**Objective**
All of the material below is to be restated word for word, apart from the pictures.
....
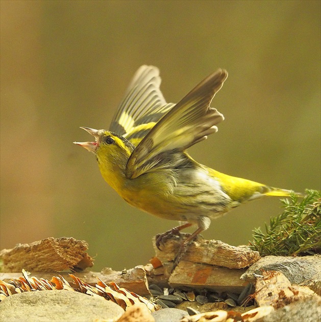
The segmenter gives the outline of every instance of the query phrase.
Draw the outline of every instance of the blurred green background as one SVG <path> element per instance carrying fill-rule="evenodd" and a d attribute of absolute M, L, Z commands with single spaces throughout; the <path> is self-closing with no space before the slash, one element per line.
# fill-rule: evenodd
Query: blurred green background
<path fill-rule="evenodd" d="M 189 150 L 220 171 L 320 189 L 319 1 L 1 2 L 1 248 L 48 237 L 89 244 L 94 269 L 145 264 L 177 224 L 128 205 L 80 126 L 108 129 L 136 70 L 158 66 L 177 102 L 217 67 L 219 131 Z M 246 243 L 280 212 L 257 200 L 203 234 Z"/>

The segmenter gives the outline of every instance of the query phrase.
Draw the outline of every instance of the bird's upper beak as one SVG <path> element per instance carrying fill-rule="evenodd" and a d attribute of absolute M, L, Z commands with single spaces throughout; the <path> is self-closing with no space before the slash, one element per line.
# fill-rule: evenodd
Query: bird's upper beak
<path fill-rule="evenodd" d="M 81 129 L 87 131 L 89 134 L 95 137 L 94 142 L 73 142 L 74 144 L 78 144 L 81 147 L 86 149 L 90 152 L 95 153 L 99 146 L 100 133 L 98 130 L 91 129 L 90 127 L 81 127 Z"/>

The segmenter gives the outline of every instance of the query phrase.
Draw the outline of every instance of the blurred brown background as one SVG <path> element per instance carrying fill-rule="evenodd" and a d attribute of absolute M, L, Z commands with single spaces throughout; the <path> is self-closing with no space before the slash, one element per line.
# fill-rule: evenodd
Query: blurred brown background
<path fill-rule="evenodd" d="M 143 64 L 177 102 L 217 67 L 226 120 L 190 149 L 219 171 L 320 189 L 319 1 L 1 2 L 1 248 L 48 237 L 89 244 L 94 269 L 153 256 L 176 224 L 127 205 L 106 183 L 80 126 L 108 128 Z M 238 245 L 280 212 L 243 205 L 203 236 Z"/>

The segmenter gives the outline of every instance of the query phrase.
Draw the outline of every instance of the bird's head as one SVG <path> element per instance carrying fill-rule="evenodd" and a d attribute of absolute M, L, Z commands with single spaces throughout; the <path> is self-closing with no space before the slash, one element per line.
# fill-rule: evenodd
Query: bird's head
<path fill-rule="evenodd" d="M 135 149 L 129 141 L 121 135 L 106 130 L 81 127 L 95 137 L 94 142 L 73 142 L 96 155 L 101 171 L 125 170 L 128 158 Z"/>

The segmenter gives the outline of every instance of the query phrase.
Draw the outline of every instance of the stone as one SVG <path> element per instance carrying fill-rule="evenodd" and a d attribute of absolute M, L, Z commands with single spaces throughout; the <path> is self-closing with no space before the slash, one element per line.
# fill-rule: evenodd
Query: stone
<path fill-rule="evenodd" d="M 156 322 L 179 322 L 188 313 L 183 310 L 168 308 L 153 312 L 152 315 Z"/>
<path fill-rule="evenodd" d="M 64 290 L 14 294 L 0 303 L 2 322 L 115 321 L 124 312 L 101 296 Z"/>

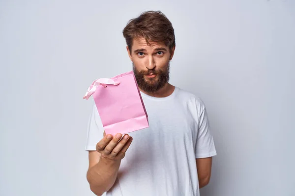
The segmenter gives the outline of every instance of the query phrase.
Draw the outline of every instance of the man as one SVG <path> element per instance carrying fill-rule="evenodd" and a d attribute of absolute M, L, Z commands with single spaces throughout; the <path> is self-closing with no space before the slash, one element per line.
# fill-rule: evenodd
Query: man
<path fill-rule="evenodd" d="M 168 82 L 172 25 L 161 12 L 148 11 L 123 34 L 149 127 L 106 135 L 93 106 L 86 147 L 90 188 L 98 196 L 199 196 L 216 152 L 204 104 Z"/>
....
**Exercise solution**
The segmenter gives the outline of every instance of the query phrase.
Draw the outline of every instance of the blurred green background as one SVG <path> element per instance carrying fill-rule="evenodd" and a d attribute of absolute M, L, Z commands with single spaces throughout; the <path> is self-closing with no space before the slash, one element per line.
# fill-rule: evenodd
Query: blurred green background
<path fill-rule="evenodd" d="M 189 150 L 220 171 L 320 189 L 319 1 L 1 2 L 1 248 L 48 237 L 89 244 L 94 269 L 145 264 L 177 224 L 128 205 L 80 126 L 108 129 L 136 70 L 158 66 L 177 102 L 217 67 L 219 131 Z M 246 243 L 280 212 L 257 200 L 203 234 Z"/>

The segmenter gives the outline of every instance of the query phrase.
Draw the outline of every instance of the bird's upper beak as one SVG <path> element per instance carrying fill-rule="evenodd" and a d attribute of absolute M, L, Z commands with single spaces throughout; the <path> is self-closing with no space before the slash, one element per line.
# fill-rule: evenodd
Query: bird's upper beak
<path fill-rule="evenodd" d="M 81 129 L 87 131 L 89 134 L 95 137 L 94 142 L 73 142 L 74 144 L 78 144 L 81 147 L 86 149 L 90 152 L 95 153 L 99 146 L 100 133 L 98 130 L 91 129 L 90 127 L 81 127 Z"/>

The segmenter gives the outline of every instance of the query phrase.
Draw the outline of every instance of the blurred brown background as one SVG <path> element per instance carrying fill-rule="evenodd" and a d attribute of absolute M, L, Z commands with single spaces throughout; the <path> is self-closing with no space before the slash, one element per line.
# fill-rule: evenodd
Query: blurred brown background
<path fill-rule="evenodd" d="M 143 64 L 177 102 L 217 67 L 226 120 L 190 149 L 219 171 L 320 189 L 319 1 L 1 2 L 1 248 L 48 237 L 89 244 L 94 269 L 153 256 L 176 224 L 127 205 L 106 183 L 80 126 L 108 128 Z M 238 245 L 280 212 L 243 205 L 203 236 Z"/>

The segmenter gives the outline of every instance of the query phrase.
Draw the outline of every instance of the bird's head as one SVG <path> element per instance carrying fill-rule="evenodd" and a d attribute of absolute M, L, Z commands with single spaces throughout; the <path> is self-closing with no space before the slash, one element per line.
# fill-rule: evenodd
Query: bird's head
<path fill-rule="evenodd" d="M 135 149 L 129 141 L 121 135 L 106 130 L 81 127 L 95 137 L 94 142 L 73 142 L 96 155 L 101 171 L 125 170 L 128 158 Z"/>

The segmenter gives the outline of every instance of the query phrase.
Draw the outline of every instance of the stone as one SVG <path> element per instance carrying fill-rule="evenodd" and a d attribute of absolute M, L, Z commands with single spaces throughout; the <path> is self-closing with no space before the slash, one element per line.
# fill-rule: evenodd
Query: stone
<path fill-rule="evenodd" d="M 156 322 L 179 322 L 188 313 L 183 310 L 168 308 L 153 312 L 152 315 Z"/>
<path fill-rule="evenodd" d="M 64 290 L 14 294 L 0 303 L 2 322 L 115 321 L 124 312 L 101 296 Z"/>

The segmenter gives the outline of every instance of the query phrase.
Draw the outline of every instance of the man as one SVG <path> element per instance carrying fill-rule="evenodd" and a d attribute of absolute M, L, Z commands with single spaces throughout; the <path> is self-closing with no space before the slash, one element per line.
# fill-rule: evenodd
Query: man
<path fill-rule="evenodd" d="M 168 82 L 172 25 L 161 12 L 148 11 L 123 34 L 149 127 L 106 135 L 93 106 L 86 147 L 90 188 L 98 196 L 199 196 L 216 152 L 204 104 Z"/>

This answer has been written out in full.